- **To-do list**
(a) In the passage about the Wolf family's Thanksgiving, what did Bud and Tricia decide to sell in order to keep their telephone?
(b) Write the next part of the passage about the Wolf family's Thanksgiving, picking up after its final sentence.

Bud filled out the form, as he had the loan application, with his real name, Charles L. Wolf Jr. The woman looked at it. Across the top, she wrote: “BUD.”

“I hope you folks win the turkey,” the woman said. “You’re the most deserving people in town.”

It was not a sentiment they had been hearing much lately.

On the Monday before Thanksgiving, Tricia got a call from the woman at the loan company. “Congratulations!” the woman said. “You just won our lottery.”

“Do I get a hundred thousand dollars?” Tricia asked.

“I’m afraid not,” the woman said. “But you do get a free turkey.”

Tricia was very pleased to win the turkey.

She did not believe that luck had had much to do with it.

The next day, Bud and Tricia received their monthly telephone bill. It was $200. All those calls to Tulsa, to talk to Miz Ward and Joel about Tommy’s case. The loan money would not cover it. They decided to sell their microwave in order to keep their telephone.

         

Thanksgiving Day in Ada was sunny and mild. Some of the trees still were clinging to red and brown and orange leaves. Not a single car was parked on Main Street; everyone was at home, cooking, preparing to feast, or to visit relatives.

In the morning, while the loan company’s gift turkey was roasting, Tricia took the foster boys to the social worker, who would return them to their real mother for the holiday. Then she and Bud and the kids piled into the car with the warm turkey and went to Bud’s parents’ house, as they did every year.

Maxine had spent most of two days cooking. The table was laden with a ham in addition to the free turkey; with yams from Maxine’s garden at the budding farm in Happyland, with mashed potatoes, corn, string beans, dressing, pickles, sweet iced tea—all the Wolfs are serious Baptists; they don’t touch alcohol—and half a dozen homemade pies in three flavors: cherry, apple, and peach. On the floor in a corner of the kitchen where the whole family ate—the small house had no dining room—was a large brown paper sack filled with eighteen pounds of pecans that C.L. had had cracked by the pecan cracker. Maxine had had too much to do; she never got around to making pecan pies.

The three Wolf children—Rhonda, Buddy, and Laura Sue—took turns saying grace, thanking the Lord for the food. Little Laura Sue asked God in her prayer to watch over Uncle Tommy.

After dinner, as they called the afternoon meal, they all rode out to Happyland—unavoidably passing McAnally’s on the way—so Maxine and C.L. could feed the chickens, the two sheep, the five goats. Then they returned to the house and ate some more, buffet style.

- **Data rows**
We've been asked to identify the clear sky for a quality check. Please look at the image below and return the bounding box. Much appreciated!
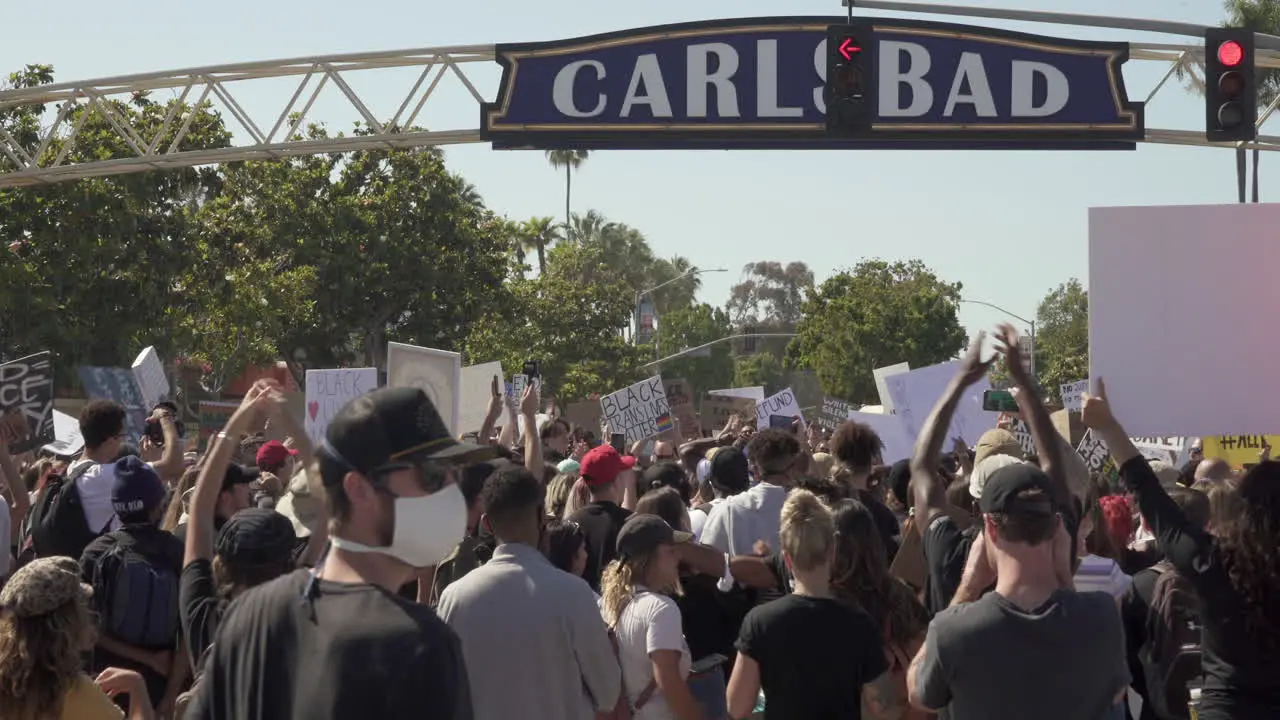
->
* * *
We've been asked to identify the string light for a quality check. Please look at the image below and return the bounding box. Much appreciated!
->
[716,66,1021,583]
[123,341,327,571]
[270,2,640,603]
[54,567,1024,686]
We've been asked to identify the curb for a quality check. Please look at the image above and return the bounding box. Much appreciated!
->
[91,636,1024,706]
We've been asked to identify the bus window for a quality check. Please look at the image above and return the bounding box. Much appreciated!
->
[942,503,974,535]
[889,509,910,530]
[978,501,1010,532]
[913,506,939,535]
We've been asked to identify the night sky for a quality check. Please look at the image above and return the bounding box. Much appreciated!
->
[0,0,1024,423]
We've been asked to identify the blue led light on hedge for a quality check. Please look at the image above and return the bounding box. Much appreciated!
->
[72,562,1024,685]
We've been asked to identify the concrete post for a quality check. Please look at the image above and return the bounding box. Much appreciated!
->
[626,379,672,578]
...
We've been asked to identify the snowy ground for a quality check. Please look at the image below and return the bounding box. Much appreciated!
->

- **Answers to each task**
(a) Their microwave.

(b)
In mid-afternoon, Bud and Tricia excused themselves; they were going over to the jail, they said, to see if they could get to visit Tommy. It being Thanksgiving and all.

They returned after fifteen minutes. They had not been allowed to see him. Only on Sundays, they’d been told.

The conversation turned, as it had on and off all day, to Tommy. Then Maxine asked about Karl Fontenot; she didn’t know him. Tricia said she had met him only once. It was one night early that fall, she recalled. Tommy and Karl were riding down to Ada from Norman when Tommy’s motorcycle broke down. Tommy and Karl walked several miles, then knocked on the door of a house near the road and asked if they could use the phone. Tommy telephoned Tricia, asked if she could come and get him. They all piled into the car. It was almost midnight when they got to the place. Tommy was in the house, chatting amiably with the man who had let him use the phone.

When they got back to Ada, Tommy asked Tricia if it would be okay for his friend Karl to spend the night. Tricia had an instant, funny feeling about Karl; he seemed strange to her somehow, though she could not say why. But he was Tommy’s friend, so she said sure, he could sleep on the living room sofa.

Soon the household was asleep. And Tricia had a nightmare. She dreamed that Karl Fontenot was standing at the foot of her bed, looking down at her eerily. She woke up and opened her eyes. There was no one at the foot of her bed.

She went back to sleep. She had the same dream again: that Fontenot was standing there, staring at her. She woke up with her heart pounding. Again there was no one there. This time she got out of bed, walked quietly to the door, peered into the living room. Karl was fast asleep on the sofa.

Tricia had no idea what was causing the dreams. There was something weird about Karl, she felt, but she couldn’t say what it was.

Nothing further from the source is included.